- DATA FOR ANALYSIS
<<<<

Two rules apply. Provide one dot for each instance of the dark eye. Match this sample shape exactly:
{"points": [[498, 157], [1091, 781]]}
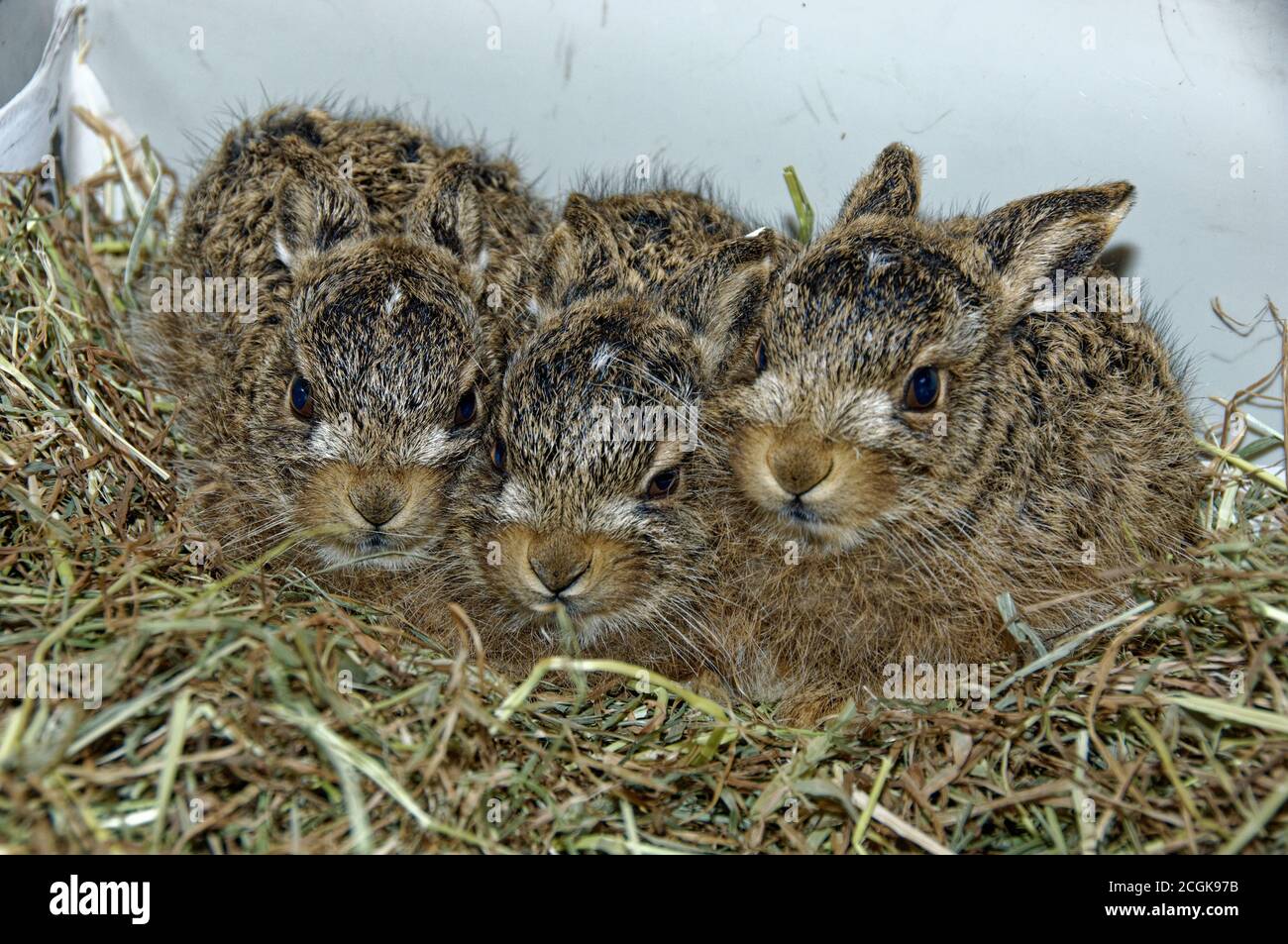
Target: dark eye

>>>>
<<<<

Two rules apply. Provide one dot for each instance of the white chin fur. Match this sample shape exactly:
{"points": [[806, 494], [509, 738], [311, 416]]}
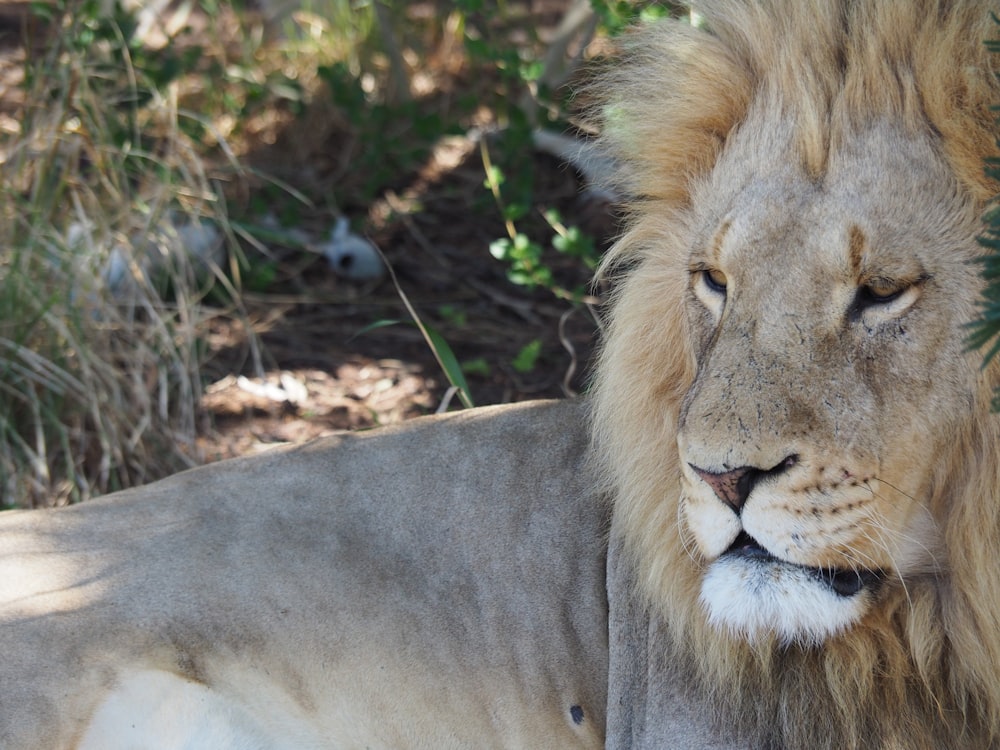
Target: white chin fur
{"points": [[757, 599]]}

>>>>
<<<<

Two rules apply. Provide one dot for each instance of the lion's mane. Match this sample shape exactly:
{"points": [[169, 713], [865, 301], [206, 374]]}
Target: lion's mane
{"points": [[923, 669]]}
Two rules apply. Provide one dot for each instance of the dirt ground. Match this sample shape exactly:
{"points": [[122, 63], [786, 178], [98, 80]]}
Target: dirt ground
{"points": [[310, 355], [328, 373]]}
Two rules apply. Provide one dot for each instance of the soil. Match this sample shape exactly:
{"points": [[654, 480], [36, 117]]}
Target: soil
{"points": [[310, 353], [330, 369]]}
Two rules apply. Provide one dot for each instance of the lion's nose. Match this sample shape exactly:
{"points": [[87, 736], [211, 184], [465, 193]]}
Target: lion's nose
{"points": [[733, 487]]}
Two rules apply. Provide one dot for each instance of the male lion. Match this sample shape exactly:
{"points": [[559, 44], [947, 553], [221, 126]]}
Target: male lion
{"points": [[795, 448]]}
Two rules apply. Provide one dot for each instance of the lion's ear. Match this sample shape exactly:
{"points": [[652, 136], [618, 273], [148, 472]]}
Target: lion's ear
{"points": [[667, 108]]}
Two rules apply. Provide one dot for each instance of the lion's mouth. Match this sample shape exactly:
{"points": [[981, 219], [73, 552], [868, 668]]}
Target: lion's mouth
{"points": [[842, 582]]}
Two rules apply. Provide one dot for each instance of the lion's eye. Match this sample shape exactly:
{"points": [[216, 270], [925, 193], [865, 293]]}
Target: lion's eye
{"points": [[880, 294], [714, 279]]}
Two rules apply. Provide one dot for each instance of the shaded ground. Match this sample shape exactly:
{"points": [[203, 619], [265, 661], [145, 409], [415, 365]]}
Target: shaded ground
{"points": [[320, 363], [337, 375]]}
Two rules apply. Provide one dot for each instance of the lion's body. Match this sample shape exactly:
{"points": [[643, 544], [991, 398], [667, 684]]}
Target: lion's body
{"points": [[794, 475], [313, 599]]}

>>>>

- REQUIRED ACTION
Give back exactly the lines above that run from the one with "of the dark" to the one with "Target: dark eye", including both, with the pictures left out.

- FINISHED TASK
Two rules apply. Provide one dot for each instance of the dark eye. Match this sample shape exactly:
{"points": [[498, 157], [1091, 781]]}
Target: dark eye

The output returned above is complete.